(Extracted records)

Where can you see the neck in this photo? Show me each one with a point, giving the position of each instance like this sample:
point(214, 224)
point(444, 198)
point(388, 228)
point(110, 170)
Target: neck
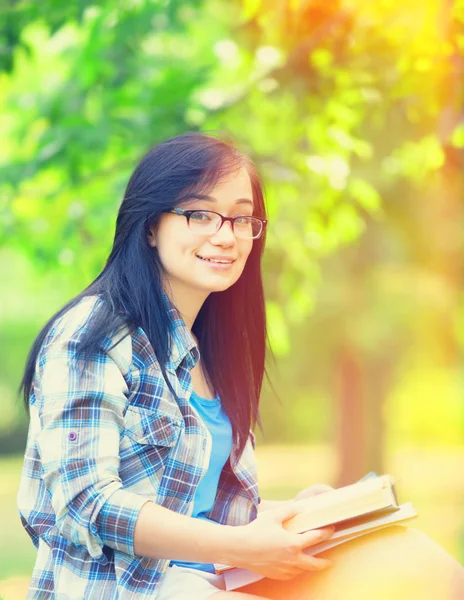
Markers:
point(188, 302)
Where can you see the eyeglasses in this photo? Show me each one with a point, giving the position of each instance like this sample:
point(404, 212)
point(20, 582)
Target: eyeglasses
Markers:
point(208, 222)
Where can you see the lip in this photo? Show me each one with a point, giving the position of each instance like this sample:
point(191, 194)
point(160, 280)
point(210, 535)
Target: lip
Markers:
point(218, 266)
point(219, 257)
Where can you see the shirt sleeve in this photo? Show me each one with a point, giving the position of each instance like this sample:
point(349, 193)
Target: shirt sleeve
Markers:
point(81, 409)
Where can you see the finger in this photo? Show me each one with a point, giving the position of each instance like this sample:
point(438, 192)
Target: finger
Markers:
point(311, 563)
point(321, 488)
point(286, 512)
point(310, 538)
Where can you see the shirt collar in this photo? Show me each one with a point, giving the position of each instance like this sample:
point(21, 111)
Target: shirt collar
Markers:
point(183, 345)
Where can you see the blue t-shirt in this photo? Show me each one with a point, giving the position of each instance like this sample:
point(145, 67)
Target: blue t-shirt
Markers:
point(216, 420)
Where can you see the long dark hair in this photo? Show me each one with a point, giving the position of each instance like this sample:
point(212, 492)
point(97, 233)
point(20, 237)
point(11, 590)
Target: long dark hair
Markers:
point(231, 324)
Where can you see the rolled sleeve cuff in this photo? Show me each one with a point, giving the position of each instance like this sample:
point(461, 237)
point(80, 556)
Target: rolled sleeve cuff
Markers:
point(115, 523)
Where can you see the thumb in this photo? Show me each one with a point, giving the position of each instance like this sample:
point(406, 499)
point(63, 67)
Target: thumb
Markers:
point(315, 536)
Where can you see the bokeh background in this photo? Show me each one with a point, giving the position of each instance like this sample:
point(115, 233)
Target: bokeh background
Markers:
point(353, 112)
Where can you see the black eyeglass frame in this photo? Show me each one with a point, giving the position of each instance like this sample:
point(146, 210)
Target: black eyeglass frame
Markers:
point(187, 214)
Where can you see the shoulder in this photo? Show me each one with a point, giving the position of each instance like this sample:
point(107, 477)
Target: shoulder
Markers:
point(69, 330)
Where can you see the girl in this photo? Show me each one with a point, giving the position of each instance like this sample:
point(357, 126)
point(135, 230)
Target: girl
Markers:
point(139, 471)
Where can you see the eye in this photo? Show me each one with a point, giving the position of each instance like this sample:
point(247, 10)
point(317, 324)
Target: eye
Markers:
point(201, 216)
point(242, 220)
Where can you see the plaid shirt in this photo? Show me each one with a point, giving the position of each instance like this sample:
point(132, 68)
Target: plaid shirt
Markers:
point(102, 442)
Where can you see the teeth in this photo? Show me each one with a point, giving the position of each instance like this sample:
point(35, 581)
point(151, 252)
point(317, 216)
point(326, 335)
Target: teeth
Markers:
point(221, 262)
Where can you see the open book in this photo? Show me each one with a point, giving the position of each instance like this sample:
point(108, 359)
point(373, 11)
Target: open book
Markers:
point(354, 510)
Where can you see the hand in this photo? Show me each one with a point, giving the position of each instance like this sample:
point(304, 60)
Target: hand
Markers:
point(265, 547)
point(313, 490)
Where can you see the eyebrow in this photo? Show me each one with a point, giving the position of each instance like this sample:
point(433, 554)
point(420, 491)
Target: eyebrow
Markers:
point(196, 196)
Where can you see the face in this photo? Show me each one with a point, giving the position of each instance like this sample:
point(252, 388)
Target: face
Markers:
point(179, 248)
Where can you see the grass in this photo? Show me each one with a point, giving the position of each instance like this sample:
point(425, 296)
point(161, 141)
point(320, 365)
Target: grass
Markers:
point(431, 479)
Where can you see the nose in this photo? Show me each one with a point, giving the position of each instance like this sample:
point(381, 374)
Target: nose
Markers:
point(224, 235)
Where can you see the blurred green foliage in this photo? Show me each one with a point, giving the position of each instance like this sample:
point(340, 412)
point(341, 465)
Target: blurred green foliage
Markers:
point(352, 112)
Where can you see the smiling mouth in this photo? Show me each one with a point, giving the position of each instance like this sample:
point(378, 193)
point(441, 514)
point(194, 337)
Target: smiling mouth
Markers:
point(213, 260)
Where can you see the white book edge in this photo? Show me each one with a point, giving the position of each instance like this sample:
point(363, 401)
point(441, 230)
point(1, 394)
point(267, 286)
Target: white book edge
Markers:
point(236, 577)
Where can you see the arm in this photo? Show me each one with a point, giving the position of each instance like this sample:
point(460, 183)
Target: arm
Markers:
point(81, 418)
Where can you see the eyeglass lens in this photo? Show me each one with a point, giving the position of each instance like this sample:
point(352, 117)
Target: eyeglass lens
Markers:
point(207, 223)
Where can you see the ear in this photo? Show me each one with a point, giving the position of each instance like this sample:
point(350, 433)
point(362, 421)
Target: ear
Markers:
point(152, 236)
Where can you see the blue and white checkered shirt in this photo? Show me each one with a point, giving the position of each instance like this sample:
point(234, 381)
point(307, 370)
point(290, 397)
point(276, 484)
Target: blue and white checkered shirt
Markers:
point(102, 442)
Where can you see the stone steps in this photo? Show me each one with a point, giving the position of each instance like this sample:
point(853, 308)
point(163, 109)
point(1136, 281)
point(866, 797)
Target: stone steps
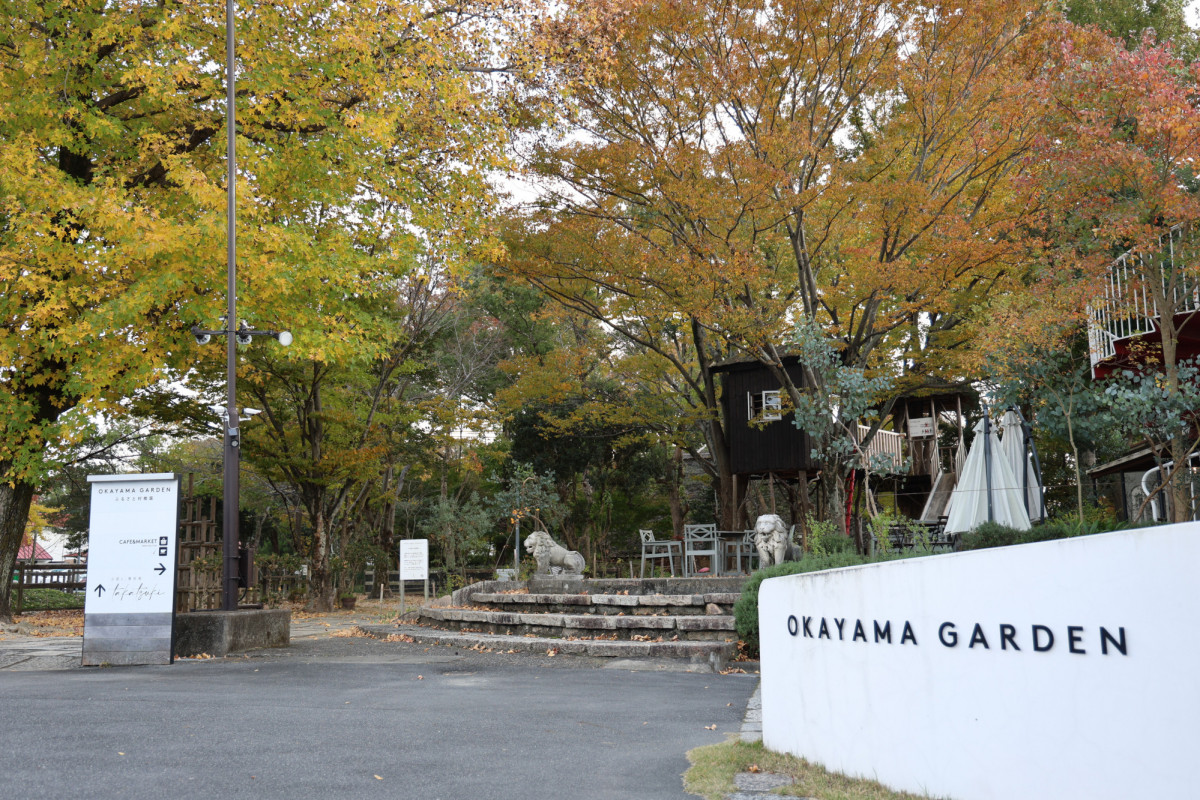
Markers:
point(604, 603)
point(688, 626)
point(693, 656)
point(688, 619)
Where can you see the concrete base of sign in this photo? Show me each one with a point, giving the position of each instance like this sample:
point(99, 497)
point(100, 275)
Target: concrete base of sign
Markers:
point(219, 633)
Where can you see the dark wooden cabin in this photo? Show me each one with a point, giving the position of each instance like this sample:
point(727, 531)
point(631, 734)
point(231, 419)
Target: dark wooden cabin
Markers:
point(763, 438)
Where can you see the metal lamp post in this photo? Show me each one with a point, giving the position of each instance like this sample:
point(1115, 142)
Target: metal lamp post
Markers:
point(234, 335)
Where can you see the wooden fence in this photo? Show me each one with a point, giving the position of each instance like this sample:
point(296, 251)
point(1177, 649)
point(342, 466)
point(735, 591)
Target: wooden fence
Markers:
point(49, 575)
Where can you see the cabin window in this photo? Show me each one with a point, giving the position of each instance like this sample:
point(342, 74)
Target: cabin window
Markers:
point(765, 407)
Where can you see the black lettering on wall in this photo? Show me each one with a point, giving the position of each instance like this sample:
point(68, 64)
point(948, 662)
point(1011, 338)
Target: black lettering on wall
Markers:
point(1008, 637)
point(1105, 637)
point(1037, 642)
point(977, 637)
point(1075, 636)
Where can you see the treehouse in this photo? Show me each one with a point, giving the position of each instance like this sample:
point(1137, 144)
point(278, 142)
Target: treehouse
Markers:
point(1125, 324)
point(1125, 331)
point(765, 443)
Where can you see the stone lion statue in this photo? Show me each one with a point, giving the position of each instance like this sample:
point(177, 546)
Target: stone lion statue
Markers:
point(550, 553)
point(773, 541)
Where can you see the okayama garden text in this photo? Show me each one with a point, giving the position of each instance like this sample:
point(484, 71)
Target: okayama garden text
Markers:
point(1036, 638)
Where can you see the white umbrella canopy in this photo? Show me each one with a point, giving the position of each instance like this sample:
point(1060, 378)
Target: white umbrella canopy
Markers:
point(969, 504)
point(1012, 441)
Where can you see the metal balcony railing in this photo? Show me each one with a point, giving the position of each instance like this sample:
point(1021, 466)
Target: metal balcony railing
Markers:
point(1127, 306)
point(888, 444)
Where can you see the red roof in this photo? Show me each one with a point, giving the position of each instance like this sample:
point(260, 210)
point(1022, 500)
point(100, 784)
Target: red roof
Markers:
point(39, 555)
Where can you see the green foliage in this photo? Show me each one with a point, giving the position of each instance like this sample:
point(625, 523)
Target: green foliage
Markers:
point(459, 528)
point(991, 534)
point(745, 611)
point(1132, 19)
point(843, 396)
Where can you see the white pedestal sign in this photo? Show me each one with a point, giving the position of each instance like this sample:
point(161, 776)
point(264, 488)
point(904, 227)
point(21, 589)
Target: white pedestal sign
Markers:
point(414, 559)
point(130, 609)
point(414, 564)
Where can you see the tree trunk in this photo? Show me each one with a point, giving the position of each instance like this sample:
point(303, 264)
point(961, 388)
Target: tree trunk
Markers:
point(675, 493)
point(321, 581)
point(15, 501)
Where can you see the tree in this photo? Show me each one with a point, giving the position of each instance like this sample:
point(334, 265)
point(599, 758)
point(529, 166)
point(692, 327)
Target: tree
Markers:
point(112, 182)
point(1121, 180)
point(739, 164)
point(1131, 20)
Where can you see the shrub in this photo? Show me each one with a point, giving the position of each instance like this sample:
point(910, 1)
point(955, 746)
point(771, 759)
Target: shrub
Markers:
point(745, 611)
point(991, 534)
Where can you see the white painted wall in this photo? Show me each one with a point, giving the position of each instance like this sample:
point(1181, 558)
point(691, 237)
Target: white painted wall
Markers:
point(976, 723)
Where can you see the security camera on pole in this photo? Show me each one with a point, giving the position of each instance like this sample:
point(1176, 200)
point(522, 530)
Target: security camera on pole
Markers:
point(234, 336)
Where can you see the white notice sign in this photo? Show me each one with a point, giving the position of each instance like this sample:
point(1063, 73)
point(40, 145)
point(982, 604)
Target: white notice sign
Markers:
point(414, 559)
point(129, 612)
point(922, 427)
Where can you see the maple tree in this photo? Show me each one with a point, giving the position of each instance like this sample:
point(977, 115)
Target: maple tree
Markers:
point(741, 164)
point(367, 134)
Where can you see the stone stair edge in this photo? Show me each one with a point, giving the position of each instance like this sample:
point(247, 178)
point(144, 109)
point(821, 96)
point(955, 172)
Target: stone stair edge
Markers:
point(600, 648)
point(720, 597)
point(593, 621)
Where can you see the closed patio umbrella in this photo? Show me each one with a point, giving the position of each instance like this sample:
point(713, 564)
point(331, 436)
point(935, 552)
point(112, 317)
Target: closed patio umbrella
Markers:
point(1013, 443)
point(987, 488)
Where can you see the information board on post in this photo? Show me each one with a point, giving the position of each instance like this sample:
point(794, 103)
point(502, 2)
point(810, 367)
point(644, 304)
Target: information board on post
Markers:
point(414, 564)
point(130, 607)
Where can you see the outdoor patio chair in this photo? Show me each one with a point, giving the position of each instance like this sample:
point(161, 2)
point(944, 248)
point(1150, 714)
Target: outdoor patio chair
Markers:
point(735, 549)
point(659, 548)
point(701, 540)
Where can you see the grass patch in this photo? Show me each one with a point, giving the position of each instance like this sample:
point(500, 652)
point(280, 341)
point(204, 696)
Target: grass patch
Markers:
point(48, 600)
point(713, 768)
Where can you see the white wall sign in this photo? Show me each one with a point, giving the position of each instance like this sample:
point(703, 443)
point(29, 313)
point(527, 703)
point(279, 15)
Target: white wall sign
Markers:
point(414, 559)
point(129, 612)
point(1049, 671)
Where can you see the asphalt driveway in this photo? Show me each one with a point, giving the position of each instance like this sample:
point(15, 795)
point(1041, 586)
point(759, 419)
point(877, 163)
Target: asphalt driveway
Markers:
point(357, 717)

*TASK OBJECTIVE:*
How many lines of the data include the word "mouth"? Reply with the number and nothing else.

*ANSWER SECTION:*
2